● To do:
Recast the listing below as a Markdown table with columns titled "Row" and "Text," starting at the line with "the bush, a" and continuing through the end of the listing, skipping blank lines. Omit any pictures.

(Saved records)

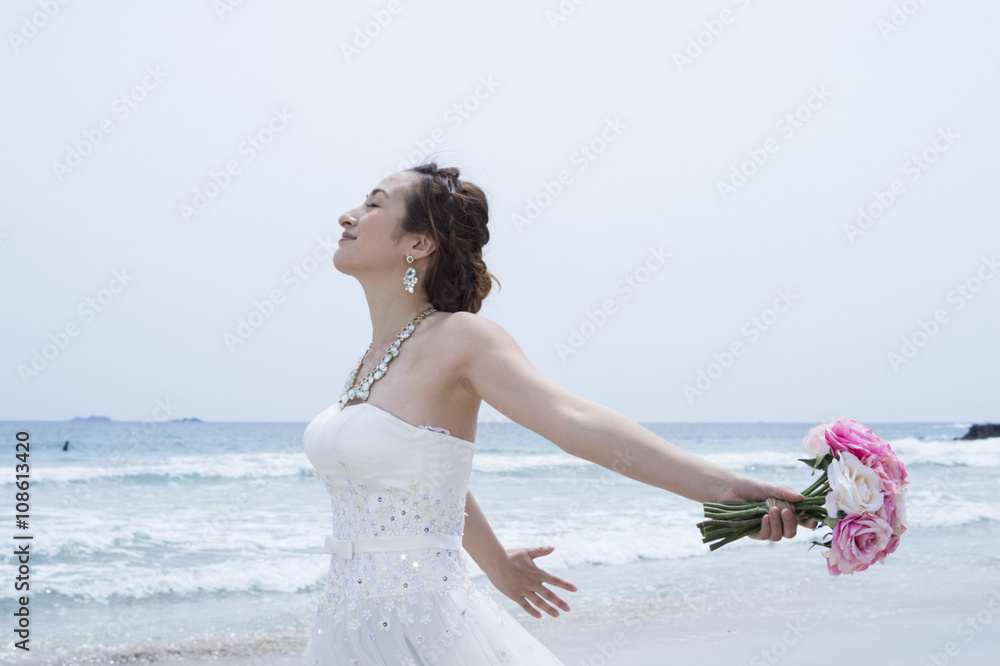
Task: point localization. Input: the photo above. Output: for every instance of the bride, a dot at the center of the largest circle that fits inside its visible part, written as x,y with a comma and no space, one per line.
395,451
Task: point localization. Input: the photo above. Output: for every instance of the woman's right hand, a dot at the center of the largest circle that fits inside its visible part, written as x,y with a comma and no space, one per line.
521,580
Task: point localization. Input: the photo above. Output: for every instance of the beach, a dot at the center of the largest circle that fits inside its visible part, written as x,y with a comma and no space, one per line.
190,552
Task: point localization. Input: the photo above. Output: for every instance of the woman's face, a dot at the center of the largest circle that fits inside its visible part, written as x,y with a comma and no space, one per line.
369,240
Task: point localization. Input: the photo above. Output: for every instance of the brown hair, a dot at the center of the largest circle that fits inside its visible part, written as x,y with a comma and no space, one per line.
454,213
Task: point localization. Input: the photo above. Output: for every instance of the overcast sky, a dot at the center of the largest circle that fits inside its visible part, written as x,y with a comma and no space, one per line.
723,211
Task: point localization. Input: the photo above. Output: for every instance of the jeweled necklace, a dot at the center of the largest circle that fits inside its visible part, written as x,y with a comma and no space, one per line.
350,391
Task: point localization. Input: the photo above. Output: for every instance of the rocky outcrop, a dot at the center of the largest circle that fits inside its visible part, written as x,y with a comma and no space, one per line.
984,431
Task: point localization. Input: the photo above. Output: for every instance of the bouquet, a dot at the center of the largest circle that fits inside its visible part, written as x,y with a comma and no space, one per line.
860,495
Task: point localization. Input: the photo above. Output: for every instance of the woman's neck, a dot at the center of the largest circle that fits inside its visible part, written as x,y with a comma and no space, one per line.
390,312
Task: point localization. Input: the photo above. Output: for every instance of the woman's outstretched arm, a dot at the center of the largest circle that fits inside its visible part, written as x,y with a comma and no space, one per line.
513,572
495,368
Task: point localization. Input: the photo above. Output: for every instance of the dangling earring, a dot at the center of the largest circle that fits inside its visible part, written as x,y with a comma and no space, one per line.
410,278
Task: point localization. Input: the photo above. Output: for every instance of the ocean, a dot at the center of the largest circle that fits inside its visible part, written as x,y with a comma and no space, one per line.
190,539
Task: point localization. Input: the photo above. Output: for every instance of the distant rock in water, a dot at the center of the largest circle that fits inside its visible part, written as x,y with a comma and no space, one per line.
982,432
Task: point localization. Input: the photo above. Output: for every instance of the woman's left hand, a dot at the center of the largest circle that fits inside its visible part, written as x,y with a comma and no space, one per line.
775,524
521,580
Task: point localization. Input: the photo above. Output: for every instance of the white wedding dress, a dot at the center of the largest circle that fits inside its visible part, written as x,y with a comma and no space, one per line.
398,591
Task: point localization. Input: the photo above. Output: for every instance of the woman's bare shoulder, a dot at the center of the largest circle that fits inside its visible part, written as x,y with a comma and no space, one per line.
470,328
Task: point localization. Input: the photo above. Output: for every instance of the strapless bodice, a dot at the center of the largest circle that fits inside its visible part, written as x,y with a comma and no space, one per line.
398,497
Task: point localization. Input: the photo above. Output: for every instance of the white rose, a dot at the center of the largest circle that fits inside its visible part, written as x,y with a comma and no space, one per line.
815,442
854,487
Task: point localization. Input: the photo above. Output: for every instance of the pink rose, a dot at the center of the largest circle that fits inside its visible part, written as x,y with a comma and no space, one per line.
858,541
815,442
847,435
890,469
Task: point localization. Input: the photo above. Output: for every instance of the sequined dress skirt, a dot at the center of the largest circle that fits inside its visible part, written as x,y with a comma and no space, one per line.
414,607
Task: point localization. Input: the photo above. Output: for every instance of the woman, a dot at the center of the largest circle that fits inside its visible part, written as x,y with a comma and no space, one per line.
395,451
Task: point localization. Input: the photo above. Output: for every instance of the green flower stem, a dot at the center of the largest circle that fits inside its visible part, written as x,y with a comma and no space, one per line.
728,521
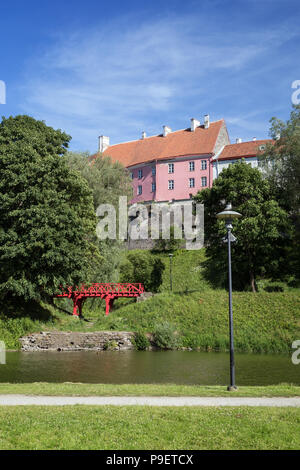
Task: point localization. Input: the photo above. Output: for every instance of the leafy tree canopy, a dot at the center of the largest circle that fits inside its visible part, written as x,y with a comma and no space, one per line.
108,181
261,232
281,160
47,218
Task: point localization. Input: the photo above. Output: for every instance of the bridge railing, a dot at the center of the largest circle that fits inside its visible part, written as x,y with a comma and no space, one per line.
105,288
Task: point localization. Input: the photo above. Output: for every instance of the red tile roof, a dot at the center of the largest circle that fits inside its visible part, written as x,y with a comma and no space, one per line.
176,144
244,149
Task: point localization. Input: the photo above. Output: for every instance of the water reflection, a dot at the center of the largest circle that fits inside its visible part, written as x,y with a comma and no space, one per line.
180,367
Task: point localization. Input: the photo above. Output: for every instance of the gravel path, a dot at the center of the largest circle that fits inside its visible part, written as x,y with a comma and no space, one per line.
13,400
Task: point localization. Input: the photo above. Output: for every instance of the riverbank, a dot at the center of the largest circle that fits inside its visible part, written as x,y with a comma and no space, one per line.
155,390
193,316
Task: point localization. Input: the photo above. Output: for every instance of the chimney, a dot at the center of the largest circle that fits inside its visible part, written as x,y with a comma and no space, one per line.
103,143
194,123
206,121
166,130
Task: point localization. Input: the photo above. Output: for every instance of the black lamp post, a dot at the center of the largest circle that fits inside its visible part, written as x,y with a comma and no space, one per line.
228,215
171,260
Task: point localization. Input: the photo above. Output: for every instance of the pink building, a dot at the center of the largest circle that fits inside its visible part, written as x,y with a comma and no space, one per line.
174,166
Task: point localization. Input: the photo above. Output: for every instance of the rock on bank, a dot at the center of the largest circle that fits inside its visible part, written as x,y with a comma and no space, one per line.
76,341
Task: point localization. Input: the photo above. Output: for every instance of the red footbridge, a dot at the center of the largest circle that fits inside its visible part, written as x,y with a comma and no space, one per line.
108,291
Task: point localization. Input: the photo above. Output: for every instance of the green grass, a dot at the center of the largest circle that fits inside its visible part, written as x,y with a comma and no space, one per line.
263,322
115,428
79,389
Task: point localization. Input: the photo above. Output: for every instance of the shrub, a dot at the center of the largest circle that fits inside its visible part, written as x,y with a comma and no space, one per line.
170,245
142,266
164,336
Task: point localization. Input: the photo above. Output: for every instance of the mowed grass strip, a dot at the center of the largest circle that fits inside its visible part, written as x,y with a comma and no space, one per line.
116,428
80,389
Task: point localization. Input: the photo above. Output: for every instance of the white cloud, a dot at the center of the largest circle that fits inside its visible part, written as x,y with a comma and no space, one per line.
118,79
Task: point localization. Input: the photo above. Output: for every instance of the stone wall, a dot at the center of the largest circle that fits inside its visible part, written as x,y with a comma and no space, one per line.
76,341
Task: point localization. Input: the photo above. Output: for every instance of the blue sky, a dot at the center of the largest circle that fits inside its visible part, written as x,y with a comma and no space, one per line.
123,67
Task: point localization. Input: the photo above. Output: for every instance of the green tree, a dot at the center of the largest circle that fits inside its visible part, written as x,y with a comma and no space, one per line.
281,160
142,266
107,179
47,218
281,165
262,232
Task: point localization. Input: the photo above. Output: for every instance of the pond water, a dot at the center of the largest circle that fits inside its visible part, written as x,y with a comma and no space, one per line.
178,367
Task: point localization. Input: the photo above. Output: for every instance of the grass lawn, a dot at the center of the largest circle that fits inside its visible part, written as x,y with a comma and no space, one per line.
116,428
79,389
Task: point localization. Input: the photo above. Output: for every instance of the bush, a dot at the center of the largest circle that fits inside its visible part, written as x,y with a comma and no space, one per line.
171,245
140,341
164,336
142,266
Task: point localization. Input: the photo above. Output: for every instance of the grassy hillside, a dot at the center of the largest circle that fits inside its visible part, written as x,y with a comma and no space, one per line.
263,322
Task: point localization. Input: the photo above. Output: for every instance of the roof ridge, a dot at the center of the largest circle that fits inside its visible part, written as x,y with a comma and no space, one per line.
157,135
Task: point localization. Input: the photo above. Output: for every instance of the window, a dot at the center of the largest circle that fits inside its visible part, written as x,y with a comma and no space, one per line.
171,168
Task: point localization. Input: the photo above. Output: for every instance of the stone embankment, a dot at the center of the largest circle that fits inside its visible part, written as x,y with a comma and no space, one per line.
76,341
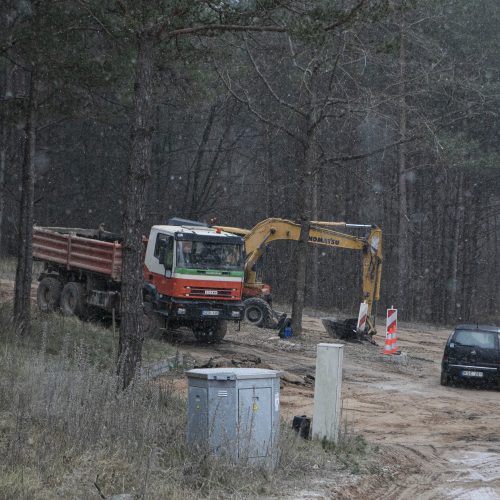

● Expected answer:
| Row | Text |
|---|---|
| 1 | Task: point localization. Input: the photo above. Output: for every instance of the bush, a dot at the center of the largest circle that fits inside its visible part, written as x,y with a comma and no space, one per line. |
| 2 | 171,245 |
| 3 | 140,341 |
| 4 | 164,336 |
| 5 | 142,266 |
| 6 | Task: point localization. Input: the photo above. Output: for every instance of the grassy hillside, a dot at the center of the largest circle that fits inside its visible part, written as x,y with a comma and no space, one per line. |
| 7 | 263,322 |
| 8 | Task: point localization. Input: the photo above. Output: for every instance of the roof ridge, a dot at the center of the largest circle that fits inside its visible part, written as x,y with a comma and no space, one per line. |
| 9 | 157,135 |
| 10 | Task: point localization. Input: the photo above. Output: for every instance of the window, a dot at the center of the largest circle that fits inside its visible part, written as x,y with a comma and no space, one per line. |
| 11 | 171,168 |
| 12 | Task: point localization. Input: the photo above. Output: for every instance of the stone embankment, a dot at the center of the largest circle that fits inside its visible part, written as x,y with a comma and no space, one per line. |
| 13 | 76,341 |